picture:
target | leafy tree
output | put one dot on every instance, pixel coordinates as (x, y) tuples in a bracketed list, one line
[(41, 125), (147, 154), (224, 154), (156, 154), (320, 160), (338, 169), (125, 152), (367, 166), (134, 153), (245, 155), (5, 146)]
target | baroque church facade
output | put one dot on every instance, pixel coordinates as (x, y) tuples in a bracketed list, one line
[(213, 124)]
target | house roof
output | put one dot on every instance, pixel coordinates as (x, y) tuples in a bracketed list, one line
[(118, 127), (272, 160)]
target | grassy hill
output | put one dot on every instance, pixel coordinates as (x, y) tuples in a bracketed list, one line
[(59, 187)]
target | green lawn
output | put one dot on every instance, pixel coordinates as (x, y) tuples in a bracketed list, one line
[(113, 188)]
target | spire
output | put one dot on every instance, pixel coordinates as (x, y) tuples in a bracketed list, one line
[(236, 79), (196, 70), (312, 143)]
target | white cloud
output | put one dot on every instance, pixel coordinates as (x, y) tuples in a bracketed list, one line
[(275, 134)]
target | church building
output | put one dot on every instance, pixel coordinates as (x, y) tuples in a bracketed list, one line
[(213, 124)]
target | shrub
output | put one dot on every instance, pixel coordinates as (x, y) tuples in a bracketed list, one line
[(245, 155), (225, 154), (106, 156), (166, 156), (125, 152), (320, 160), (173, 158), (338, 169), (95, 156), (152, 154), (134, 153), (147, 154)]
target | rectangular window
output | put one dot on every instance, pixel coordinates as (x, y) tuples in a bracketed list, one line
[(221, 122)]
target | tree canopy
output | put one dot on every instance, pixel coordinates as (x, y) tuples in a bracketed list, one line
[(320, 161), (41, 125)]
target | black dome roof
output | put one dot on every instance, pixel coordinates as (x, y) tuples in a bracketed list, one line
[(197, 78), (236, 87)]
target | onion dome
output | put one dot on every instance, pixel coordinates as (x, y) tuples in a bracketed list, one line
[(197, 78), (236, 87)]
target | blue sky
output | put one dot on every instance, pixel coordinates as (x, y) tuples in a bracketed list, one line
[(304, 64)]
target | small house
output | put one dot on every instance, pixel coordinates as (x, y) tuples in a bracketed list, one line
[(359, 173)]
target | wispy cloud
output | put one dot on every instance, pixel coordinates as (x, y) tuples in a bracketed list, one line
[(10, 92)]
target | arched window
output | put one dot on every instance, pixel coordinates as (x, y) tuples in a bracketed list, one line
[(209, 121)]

...

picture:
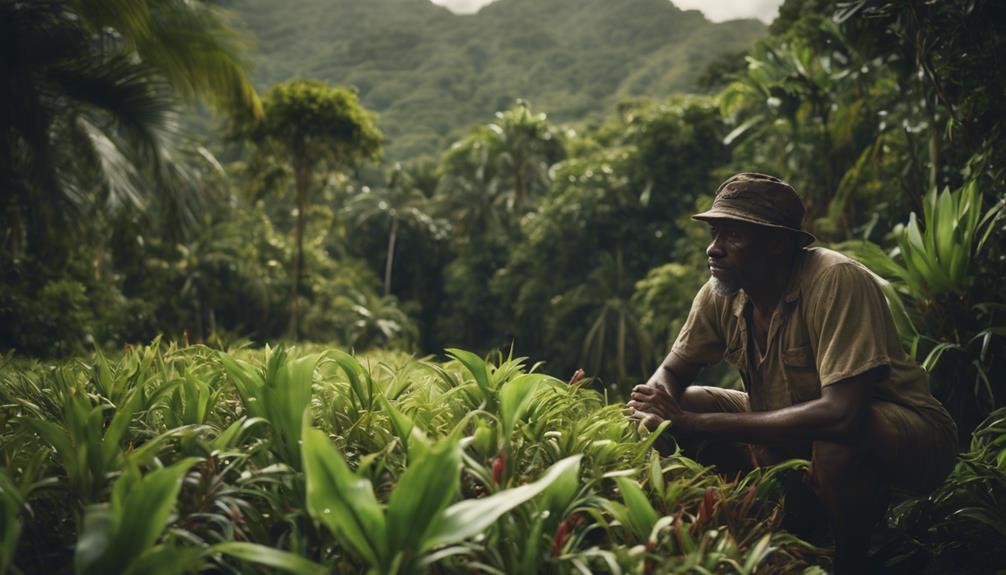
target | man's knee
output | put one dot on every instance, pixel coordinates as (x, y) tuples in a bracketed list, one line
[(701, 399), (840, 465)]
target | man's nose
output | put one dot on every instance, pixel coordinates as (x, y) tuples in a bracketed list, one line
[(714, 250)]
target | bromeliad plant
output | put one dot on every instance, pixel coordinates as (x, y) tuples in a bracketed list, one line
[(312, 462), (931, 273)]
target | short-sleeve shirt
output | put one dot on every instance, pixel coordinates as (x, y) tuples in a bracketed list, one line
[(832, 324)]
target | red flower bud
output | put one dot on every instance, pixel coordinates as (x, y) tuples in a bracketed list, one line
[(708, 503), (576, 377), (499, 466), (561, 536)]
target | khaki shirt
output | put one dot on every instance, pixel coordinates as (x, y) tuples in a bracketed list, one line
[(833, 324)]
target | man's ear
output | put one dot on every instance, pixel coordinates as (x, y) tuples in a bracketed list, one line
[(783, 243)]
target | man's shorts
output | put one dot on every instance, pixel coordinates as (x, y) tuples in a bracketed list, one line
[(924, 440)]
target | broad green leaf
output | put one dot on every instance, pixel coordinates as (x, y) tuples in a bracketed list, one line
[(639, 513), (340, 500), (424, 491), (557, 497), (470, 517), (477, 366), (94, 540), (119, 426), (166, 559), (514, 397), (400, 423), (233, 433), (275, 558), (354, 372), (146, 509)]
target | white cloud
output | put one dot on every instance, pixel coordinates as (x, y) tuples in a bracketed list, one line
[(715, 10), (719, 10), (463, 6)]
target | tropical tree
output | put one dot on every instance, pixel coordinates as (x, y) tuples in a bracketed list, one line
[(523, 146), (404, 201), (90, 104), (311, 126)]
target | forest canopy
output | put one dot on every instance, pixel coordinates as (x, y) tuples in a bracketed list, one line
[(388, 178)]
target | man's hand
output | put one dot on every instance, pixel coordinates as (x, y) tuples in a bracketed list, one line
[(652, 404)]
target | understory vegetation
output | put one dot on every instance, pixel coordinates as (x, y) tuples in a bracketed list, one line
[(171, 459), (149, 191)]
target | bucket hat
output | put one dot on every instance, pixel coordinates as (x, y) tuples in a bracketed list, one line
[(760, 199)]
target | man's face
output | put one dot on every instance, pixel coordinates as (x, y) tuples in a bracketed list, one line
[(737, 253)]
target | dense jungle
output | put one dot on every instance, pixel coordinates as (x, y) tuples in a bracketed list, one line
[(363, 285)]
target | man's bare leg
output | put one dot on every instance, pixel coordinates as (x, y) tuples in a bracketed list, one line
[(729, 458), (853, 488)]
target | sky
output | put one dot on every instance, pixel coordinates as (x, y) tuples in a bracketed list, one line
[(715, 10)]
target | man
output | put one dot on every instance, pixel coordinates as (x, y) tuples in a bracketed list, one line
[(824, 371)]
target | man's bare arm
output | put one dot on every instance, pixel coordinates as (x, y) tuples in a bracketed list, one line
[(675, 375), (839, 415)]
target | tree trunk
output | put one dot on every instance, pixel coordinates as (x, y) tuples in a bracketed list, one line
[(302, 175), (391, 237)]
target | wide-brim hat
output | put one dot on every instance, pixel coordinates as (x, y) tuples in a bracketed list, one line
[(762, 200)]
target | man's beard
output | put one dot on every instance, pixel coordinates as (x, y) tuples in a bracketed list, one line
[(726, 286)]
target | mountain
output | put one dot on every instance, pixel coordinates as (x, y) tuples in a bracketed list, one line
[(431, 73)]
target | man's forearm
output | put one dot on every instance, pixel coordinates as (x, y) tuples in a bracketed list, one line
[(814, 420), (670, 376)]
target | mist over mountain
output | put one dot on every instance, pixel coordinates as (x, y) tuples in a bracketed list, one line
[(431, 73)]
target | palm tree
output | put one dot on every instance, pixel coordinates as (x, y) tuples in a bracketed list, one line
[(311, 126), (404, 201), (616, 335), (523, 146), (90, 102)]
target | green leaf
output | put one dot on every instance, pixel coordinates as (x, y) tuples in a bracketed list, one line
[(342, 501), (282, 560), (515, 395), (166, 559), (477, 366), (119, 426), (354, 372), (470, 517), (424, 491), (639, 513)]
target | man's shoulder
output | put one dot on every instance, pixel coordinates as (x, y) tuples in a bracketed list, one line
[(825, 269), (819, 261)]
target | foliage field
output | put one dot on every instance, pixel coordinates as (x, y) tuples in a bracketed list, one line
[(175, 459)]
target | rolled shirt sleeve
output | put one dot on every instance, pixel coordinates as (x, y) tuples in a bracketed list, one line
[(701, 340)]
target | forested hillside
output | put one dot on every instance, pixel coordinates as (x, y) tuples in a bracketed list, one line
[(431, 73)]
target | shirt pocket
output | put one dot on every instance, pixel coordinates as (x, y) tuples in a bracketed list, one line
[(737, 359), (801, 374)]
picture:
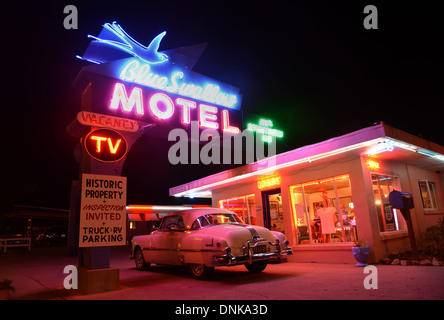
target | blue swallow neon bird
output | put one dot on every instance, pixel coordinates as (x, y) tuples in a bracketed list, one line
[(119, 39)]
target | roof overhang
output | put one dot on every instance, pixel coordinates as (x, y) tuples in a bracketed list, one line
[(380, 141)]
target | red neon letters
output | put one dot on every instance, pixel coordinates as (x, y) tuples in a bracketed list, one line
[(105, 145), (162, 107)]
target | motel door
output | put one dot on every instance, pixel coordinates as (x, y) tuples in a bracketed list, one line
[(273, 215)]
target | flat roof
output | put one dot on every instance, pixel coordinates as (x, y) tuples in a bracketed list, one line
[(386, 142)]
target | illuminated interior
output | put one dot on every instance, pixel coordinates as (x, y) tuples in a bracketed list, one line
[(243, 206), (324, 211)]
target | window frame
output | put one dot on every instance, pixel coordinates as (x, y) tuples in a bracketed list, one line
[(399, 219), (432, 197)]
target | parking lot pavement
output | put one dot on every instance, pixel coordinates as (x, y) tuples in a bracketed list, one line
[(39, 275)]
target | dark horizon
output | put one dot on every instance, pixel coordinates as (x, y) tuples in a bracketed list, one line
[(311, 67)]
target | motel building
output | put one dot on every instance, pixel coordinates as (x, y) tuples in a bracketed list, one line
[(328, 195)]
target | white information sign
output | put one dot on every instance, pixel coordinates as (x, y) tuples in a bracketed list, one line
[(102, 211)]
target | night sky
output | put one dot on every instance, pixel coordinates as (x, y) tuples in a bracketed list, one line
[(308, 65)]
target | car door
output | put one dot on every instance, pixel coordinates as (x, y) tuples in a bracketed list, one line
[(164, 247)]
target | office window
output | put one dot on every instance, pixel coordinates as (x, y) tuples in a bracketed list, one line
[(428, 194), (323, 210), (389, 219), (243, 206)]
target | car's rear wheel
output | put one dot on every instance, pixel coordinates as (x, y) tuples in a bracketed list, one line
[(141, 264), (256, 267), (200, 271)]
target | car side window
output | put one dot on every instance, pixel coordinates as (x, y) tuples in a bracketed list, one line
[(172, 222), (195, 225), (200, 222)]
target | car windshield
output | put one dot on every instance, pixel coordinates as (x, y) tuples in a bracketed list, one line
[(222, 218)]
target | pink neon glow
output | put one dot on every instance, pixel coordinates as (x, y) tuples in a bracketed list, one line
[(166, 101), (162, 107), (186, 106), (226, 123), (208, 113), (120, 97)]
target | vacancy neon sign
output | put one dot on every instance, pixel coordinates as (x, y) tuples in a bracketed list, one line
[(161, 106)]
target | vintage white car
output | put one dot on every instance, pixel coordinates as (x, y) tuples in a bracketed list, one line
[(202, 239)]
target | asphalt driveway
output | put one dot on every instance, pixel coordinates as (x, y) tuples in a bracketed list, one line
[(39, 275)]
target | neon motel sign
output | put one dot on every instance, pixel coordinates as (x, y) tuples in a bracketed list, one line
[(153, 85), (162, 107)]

» TASK OBJECTIVE
Count how many lines in the records contain the string "window" and reply with the number alone.

» IN RESPONSE
5